→ **Dataset excerpts**:
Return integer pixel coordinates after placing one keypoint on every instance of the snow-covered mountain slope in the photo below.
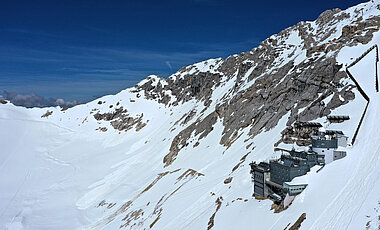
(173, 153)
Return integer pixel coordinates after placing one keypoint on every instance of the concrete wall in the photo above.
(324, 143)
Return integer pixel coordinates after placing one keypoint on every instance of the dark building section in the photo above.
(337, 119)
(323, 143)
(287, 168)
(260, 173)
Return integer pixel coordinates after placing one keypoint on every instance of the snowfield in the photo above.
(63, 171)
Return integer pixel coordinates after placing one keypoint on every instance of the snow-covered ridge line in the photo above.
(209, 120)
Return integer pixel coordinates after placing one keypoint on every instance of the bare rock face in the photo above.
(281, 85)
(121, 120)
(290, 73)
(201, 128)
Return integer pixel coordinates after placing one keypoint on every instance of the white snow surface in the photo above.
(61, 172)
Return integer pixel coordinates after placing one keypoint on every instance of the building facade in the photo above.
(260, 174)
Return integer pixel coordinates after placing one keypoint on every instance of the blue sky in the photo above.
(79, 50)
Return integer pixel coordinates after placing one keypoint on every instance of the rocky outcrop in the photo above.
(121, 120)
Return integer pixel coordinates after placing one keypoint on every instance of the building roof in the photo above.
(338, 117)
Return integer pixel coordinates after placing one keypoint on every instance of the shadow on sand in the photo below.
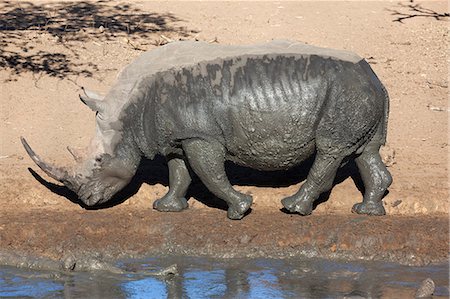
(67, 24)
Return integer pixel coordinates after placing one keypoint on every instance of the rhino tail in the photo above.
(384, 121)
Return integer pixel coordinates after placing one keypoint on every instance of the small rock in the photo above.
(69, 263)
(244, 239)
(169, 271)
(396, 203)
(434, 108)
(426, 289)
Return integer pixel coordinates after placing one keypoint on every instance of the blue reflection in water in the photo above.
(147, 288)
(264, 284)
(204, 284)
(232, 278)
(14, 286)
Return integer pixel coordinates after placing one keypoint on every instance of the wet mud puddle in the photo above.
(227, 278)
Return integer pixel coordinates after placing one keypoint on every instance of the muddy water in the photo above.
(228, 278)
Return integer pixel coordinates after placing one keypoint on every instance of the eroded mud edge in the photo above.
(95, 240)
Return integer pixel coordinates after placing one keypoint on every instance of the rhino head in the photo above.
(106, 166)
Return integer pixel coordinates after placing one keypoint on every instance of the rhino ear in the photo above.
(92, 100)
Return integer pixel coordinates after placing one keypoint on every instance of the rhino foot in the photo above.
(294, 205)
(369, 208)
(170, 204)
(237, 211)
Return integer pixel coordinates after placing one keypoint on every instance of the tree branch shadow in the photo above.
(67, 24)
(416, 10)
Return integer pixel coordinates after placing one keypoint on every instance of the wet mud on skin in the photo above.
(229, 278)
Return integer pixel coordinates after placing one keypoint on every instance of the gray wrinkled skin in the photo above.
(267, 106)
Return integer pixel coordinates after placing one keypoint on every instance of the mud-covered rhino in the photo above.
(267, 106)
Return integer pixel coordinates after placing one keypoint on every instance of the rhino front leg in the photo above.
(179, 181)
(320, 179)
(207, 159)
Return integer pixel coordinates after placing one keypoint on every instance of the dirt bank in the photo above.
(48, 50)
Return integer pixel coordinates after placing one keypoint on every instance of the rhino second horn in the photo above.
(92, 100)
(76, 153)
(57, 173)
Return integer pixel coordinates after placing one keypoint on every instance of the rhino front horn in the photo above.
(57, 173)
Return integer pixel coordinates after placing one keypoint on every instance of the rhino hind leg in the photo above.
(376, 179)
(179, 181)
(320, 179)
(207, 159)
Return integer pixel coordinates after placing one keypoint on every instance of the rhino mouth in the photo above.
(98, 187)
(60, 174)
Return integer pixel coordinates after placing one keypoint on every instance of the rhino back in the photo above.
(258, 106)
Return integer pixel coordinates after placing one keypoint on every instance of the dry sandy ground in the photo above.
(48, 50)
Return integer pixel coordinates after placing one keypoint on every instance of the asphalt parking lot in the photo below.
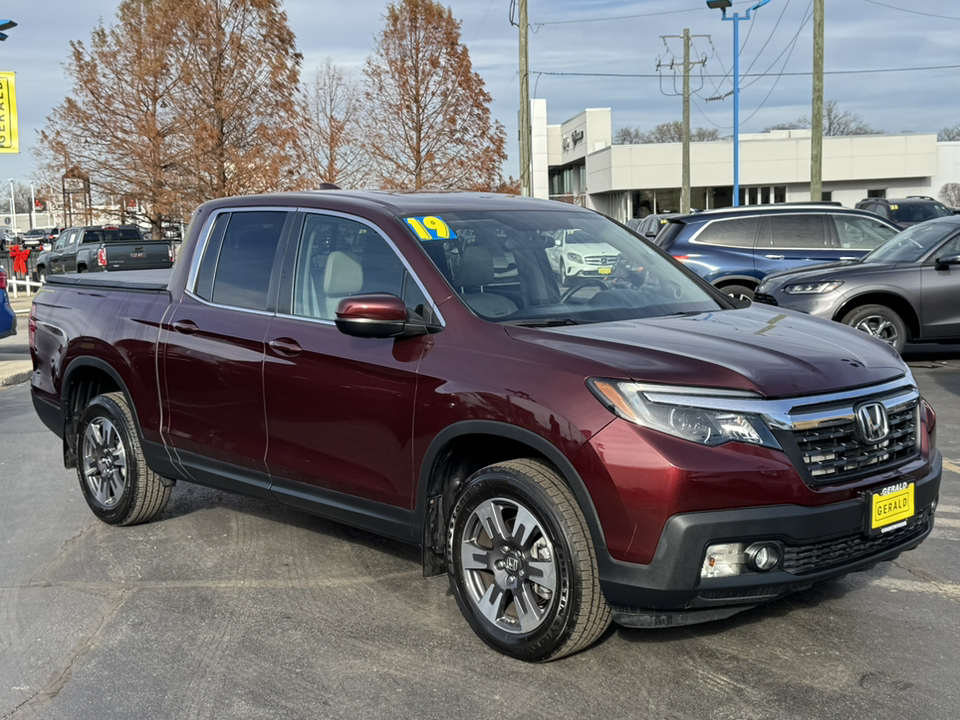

→ **Aim**: Each record must be quoted in full and exactly. Do not include the pictures.

→ **Response to this task**:
Return integer pixel coordinates after placing one keypoint on every instance of the snow-covered mountain slope in the photo below.
(173, 153)
Return integer pixel coordinates after placing one keypoint on every instance of the concrete wall in the photo above.
(324, 143)
Return integer pixel coordinates after placing one keypoint on every instance of the dark building section in the photo above.
(337, 119)
(323, 143)
(287, 168)
(260, 173)
Return integer pixel coordinates after placing one keypoint on every instance of the snowfield in the photo above.
(63, 171)
Return integer pixel coordinates after placing one keypoint on every instance of the snow-covered ridge line in the photo above.
(209, 120)
Return integer pixel coordinates after placing one keypoint on every instance of the bare rock face in the photo above.
(281, 85)
(121, 120)
(290, 73)
(201, 128)
Return integer pixel coordinates after placing one keypoint on every instance of the white snow surface in the photo above.
(61, 172)
Return integer pixel coordinates after placing one keypoint on every instance of the building facade in the photo above.
(260, 174)
Return integer pixel coordinates after placing one keypoint on every instance of the blue sky in the photo above.
(79, 50)
Return integer pixel coordinates after placing one keypoint on every instance of the rocky outcrop in the photo above.
(121, 120)
Return integer pixel coordinates after placing one keypoint on every instance of the building roof in the photo above.
(338, 117)
Return integer pixel coordinates after placing one keypoint on every instance of the shadow on sand in the photo below.
(67, 24)
Return integer pixel coordinates after placing one keypoint on every instance of the rhino tail in the photo above.
(384, 121)
Return integer pixel coordinates after placing one keypoint on every instance of the small rock in the photo above.
(69, 263)
(244, 239)
(169, 271)
(396, 203)
(434, 108)
(426, 289)
Return integer pixel coordinates after placing one keypoint on every instance of the blue reflection in water in the photo above.
(147, 288)
(264, 284)
(204, 284)
(232, 278)
(14, 286)
Return integer pixel coordinates after placing one keypoint on every instance of the wet mud puddle in the photo above.
(227, 278)
Return integer pixel coordinates after placing one keypoint on every instance of the muddy water in the photo above.
(228, 278)
Return integer pixel coordinates after placing one keypoint on every instance of the eroded mud edge in the photo above.
(95, 240)
Return integer pixel coordinates after placing one keypoint on every instance of the rhino head in the photo above.
(106, 166)
Return integer pixel coordinates after placing one keypoint on every instance of the rhino ear in the photo above.
(92, 100)
Return integer pixel coordinates after placing one keypoint on every instance of the rhino foot in the photo above.
(294, 205)
(369, 208)
(170, 204)
(237, 211)
Return integer pixel coordinates after placing one keypoint on every instance of the tree branch shadow in the photo above.
(67, 24)
(416, 10)
Return integer pixel coordinates after placing one keypoint on every instance of the wet mud on skin in the photo above.
(229, 278)
Return integer pixel coordinates after placing one keypoint on every instance of the gray wrinkled skin in the photo above.
(267, 106)
Return integer pixel coordinates after placing one keypoint on every instance of the mud-covered rhino in the photo above.
(267, 106)
Return integer pixel coordinates after placing one keypoint on every instance of the rhino front leg in the photo above.
(179, 181)
(320, 179)
(207, 159)
Return integer pixel coordinates after placing one keypoint on every instance of the dirt bank in the photo above.
(48, 50)
Return integer pixel coordinates after placing one keypoint on every instance of the rhino second horn in the photo above.
(92, 100)
(76, 153)
(57, 173)
Return integer pixel coordinates after placing one keypoint on every instance of the rhino front horn in the photo above.
(57, 173)
Return integer pixel coordinates after placing one keypoint on every instance of the rhino hind leg in the photo above.
(376, 179)
(179, 181)
(320, 179)
(207, 159)
Return integer pixel coordinates after placing one keypoint on every instance of the rhino mouth in the photo above.
(98, 187)
(60, 174)
Return integer pixel coordinates after placing one keypoint on every instance of the rhino back in the photo above.
(258, 106)
Return integer pixel coordinates after placing one keypoint on every instance of the dry sandy ground in the photo above.
(48, 50)
Return integer pixel coordinates after placing one keypoint on every instance of the asphalt parking lot in the photo below.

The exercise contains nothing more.